*** SOURCE MATERIAL Section Begins ***

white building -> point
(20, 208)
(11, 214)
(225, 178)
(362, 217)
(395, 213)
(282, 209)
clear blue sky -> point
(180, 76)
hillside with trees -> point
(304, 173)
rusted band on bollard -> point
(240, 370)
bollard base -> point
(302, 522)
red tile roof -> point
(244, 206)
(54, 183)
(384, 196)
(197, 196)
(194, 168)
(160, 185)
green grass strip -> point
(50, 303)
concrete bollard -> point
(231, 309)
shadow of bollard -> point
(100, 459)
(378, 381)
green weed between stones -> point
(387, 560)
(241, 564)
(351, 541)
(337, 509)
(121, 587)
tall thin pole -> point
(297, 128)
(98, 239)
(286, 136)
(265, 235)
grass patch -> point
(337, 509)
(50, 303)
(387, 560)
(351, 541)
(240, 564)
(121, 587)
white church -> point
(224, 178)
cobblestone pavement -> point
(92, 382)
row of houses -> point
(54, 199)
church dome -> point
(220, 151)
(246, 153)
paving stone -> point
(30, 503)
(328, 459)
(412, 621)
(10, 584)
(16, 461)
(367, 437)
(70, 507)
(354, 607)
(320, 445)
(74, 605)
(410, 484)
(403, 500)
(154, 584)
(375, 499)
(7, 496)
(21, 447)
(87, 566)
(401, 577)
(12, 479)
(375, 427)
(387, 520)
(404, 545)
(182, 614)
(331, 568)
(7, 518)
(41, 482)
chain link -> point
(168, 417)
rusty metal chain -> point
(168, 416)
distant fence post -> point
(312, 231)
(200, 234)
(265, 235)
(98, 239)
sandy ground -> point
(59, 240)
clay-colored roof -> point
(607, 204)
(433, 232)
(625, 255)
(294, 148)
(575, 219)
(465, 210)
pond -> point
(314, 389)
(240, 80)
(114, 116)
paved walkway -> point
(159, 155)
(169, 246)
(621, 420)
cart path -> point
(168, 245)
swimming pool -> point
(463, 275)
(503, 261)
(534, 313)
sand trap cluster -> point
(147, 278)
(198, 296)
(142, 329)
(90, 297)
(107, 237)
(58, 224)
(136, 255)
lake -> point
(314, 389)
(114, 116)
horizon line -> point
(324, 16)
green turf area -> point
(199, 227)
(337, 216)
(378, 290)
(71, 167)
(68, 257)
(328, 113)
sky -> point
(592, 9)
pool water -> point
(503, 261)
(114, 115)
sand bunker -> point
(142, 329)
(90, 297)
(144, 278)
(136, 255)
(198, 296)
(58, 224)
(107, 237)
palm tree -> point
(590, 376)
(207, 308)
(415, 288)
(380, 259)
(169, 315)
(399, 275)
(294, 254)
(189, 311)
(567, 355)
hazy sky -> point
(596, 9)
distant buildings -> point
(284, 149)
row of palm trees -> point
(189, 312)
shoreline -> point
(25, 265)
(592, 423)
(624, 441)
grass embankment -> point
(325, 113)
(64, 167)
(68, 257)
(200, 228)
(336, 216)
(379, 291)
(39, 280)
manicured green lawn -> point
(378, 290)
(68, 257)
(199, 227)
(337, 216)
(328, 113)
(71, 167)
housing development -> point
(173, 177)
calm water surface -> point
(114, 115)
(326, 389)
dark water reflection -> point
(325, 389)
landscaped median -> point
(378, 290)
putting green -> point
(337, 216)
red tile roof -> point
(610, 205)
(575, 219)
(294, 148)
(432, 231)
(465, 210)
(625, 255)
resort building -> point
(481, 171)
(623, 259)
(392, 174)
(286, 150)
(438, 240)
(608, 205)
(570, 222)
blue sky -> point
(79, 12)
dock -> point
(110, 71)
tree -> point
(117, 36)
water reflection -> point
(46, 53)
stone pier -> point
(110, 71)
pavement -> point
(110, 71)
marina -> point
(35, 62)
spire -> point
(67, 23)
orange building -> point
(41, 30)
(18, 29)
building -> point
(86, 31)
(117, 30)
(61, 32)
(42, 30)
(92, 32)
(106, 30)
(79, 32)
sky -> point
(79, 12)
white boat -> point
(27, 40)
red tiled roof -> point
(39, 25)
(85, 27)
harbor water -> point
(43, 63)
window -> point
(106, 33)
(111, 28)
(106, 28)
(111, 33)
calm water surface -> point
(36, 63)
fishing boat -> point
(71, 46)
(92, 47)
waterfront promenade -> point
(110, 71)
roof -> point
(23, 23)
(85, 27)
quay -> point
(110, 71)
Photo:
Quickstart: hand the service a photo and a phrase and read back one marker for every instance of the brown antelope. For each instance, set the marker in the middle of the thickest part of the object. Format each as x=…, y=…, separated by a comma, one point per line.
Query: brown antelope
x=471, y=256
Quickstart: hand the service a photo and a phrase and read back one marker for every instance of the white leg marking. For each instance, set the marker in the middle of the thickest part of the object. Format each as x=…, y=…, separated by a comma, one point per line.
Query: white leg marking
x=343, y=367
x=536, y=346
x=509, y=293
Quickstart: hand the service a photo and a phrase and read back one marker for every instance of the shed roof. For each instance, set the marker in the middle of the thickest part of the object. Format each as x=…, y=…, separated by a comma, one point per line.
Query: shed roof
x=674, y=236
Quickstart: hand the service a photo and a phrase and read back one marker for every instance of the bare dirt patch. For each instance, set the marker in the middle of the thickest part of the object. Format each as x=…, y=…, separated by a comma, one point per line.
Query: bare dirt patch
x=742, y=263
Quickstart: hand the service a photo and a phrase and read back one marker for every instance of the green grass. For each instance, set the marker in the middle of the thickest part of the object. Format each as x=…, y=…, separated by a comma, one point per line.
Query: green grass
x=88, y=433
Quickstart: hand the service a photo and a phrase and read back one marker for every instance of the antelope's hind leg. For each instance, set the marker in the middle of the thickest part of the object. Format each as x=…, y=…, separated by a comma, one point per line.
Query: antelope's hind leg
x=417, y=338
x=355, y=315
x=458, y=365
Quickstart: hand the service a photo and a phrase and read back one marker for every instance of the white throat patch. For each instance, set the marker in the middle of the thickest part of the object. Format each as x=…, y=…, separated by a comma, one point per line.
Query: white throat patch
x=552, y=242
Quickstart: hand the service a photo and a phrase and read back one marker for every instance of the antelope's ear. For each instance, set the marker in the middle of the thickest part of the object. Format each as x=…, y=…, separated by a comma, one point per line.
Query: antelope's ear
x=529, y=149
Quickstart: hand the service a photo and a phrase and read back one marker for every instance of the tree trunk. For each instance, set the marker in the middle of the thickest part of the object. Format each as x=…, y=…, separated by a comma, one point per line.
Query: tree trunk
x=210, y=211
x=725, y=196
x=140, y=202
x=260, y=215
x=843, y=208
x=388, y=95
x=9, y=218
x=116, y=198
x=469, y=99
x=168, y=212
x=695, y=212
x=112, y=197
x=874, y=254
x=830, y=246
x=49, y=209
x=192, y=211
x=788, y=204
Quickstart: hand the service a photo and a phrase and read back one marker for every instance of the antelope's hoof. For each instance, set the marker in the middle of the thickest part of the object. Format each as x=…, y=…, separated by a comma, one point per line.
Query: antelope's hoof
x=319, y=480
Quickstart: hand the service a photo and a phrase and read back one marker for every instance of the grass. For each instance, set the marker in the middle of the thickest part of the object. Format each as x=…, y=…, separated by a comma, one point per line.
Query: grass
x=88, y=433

*** SOURCE MATERIAL Section Ends ***

_BRIEF_
The whole listing above needs to be written out exactly.

_TASK ANSWER_
white building -> point
(20, 208)
(11, 214)
(225, 178)
(362, 217)
(395, 213)
(282, 209)
clear blue sky -> point
(180, 76)
hillside with trees -> point
(304, 173)
rusted band on bollard -> point
(240, 370)
bollard base -> point
(302, 522)
red tile roof -> point
(244, 206)
(54, 183)
(384, 196)
(197, 196)
(194, 168)
(160, 185)
green grass strip -> point
(50, 303)
concrete bollard -> point
(231, 309)
shadow of bollard -> point
(100, 459)
(378, 381)
green weed between stones -> point
(387, 560)
(241, 564)
(351, 541)
(337, 509)
(121, 587)
tall thin pole -> point
(297, 128)
(98, 239)
(286, 136)
(265, 235)
grass patch -> point
(337, 509)
(50, 303)
(387, 560)
(351, 541)
(240, 564)
(121, 587)
white church -> point
(224, 178)
cobblestone pavement -> point
(92, 382)
row of houses -> point
(54, 199)
church dome -> point
(220, 151)
(246, 153)
paving stone -> point
(30, 503)
(328, 459)
(412, 621)
(10, 584)
(16, 461)
(367, 437)
(70, 507)
(354, 607)
(320, 445)
(74, 605)
(410, 484)
(403, 500)
(154, 584)
(375, 499)
(7, 496)
(21, 447)
(87, 566)
(401, 577)
(12, 479)
(375, 427)
(387, 520)
(404, 545)
(182, 614)
(331, 568)
(7, 518)
(41, 482)
chain link -> point
(168, 417)
rusty metal chain -> point
(168, 416)
distant fence post -> point
(312, 231)
(200, 234)
(265, 235)
(98, 239)
sandy ground -> point
(59, 240)
clay-colored roof -> point
(607, 204)
(433, 232)
(625, 255)
(294, 148)
(575, 219)
(465, 210)
pond -> point
(314, 389)
(240, 80)
(114, 116)
paved walkway -> point
(159, 155)
(169, 246)
(621, 420)
cart path -> point
(168, 245)
swimming pool -> point
(463, 275)
(503, 261)
(534, 313)
sand trap cluster -> point
(147, 278)
(198, 296)
(142, 329)
(90, 297)
(107, 237)
(58, 224)
(136, 255)
lake -> point
(314, 389)
(114, 116)
horizon line -> point
(324, 16)
green turf area -> point
(199, 227)
(337, 216)
(378, 290)
(71, 167)
(68, 257)
(328, 113)
sky -> point
(592, 9)
pool water -> point
(503, 261)
(114, 115)
sand bunker -> point
(142, 329)
(90, 297)
(144, 278)
(136, 255)
(198, 296)
(58, 224)
(107, 237)
palm tree -> point
(590, 376)
(207, 308)
(415, 288)
(380, 259)
(169, 315)
(399, 275)
(294, 254)
(189, 311)
(567, 355)
hazy sky -> point
(596, 9)
distant buildings -> point
(284, 149)
row of palm trees -> point
(189, 312)
shoreline -> point
(25, 265)
(592, 423)
(624, 441)
grass embankment -> point
(325, 113)
(64, 167)
(68, 257)
(200, 228)
(336, 216)
(379, 291)
(39, 280)
manicured green lawn -> point
(378, 290)
(68, 257)
(199, 227)
(337, 216)
(328, 113)
(71, 167)
housing development -> point
(173, 177)
calm water surface -> point
(114, 115)
(326, 389)
dark water reflection -> point
(325, 389)
landscaped median -> point
(378, 290)
putting green -> point
(337, 216)
red tile roof -> point
(610, 205)
(575, 219)
(294, 148)
(432, 231)
(465, 210)
(625, 255)
resort building -> point
(481, 171)
(623, 259)
(392, 174)
(286, 150)
(438, 240)
(608, 205)
(570, 222)
blue sky -> point
(79, 12)
dock -> point
(110, 71)
tree -> point
(117, 36)
water reflection -> point
(46, 53)
stone pier -> point
(110, 71)
pavement -> point
(110, 71)
marina -> point
(35, 62)
spire -> point
(67, 23)
orange building -> point
(41, 30)
(18, 29)
building -> point
(86, 31)
(117, 30)
(61, 32)
(42, 30)
(92, 32)
(106, 30)
(79, 32)
sky -> point
(79, 12)
white boat -> point
(27, 40)
red tiled roof -> point
(39, 25)
(85, 27)
harbor water -> point
(43, 63)
window -> point
(106, 33)
(111, 28)
(106, 28)
(111, 33)
calm water surface -> point
(36, 63)
fishing boat -> point
(71, 46)
(92, 47)
waterfront promenade -> point
(110, 71)
roof -> point
(23, 23)
(85, 27)
quay -> point
(110, 71)
Photo:
Quickstart: hand the service a photo and a phrase and read back one marker for every instance of the brown antelope. For each instance, set the marker in the middle of the thickest part of the object. Format each as x=…, y=…, separated by a comma, one point per line.
Query: brown antelope
x=471, y=256
Quickstart: hand the service a photo and a phrase and read back one marker for every instance of the white leg marking. For each instance, set the marker in the middle of the thickest part of the object. Format each as x=…, y=…, separated by a comma, one point per line.
Query: white leg marking
x=343, y=367
x=536, y=346
x=509, y=293
Quickstart: hand the service a photo and a phrase and read back one marker for every instance of the shed roof. For each instance, set the marker in the middle of the thickest part of the object. Format each as x=…, y=…, separated by a comma, one point per line.
Query: shed roof
x=674, y=236
Quickstart: hand the service a photo and a phrase and read back one marker for every instance of the bare dirt patch. For each instance, set the marker in the middle of the thickest part of the object. Format each as x=…, y=…, separated by a comma, one point per line.
Query: bare dirt patch
x=742, y=263
Quickstart: hand the service a photo and a phrase and read back one marker for every instance of the green grass. For each instance, set the marker in the middle of the thickest part of the object. Format each as x=…, y=…, separated by a comma, one point per line.
Query: green grass
x=88, y=433
Quickstart: hand the service a photo and a phrase and read back one marker for every instance of the antelope's hind leg. For each instance, set the marker in the middle of the thickest part of the object. Format each as x=…, y=…, separated by a comma, one point per line.
Query: antelope's hind leg
x=417, y=338
x=355, y=315
x=458, y=365
Quickstart: hand the service a photo and a phrase and read back one marker for every instance of the white throat patch. For each instance, set the marker in the middle of the thickest part of the object. Format each as x=…, y=…, separated by a comma, one point per line.
Query: white throat patch
x=552, y=242
Quickstart: hand the service a photo and a phrase and read back one marker for every instance of the antelope's ear. For each instance, set the marker in the middle of the thickest part of the object. Format each as x=…, y=…, separated by a comma, one point per line.
Query: antelope's ear
x=529, y=149
Quickstart: hand the service a photo and a phrase and read back one marker for every instance of the tree trunk. For each instance, set the marker in the middle of the thickest part of the object. Format each as x=…, y=…, separated by a comma, one point per line.
Query: tree trunk
x=210, y=211
x=725, y=196
x=140, y=202
x=260, y=215
x=843, y=208
x=388, y=95
x=9, y=218
x=116, y=198
x=469, y=99
x=168, y=212
x=695, y=212
x=112, y=197
x=874, y=254
x=830, y=246
x=49, y=209
x=192, y=211
x=788, y=204
Quickstart: hand the service a photo and a phrase and read back one marker for every instance of the antelope's hoof. For each instance, set the marker in the middle of the thickest part of the object. Format each as x=…, y=…, separated by a comma, one point per line.
Query: antelope's hoof
x=319, y=480
Quickstart: hand the service a photo and a phrase and read back one marker for every instance of the grass. For each instance, set the marker in the middle of the thickest part of the object. Format each as x=…, y=…, separated by a comma, one point per line.
Query: grass
x=88, y=433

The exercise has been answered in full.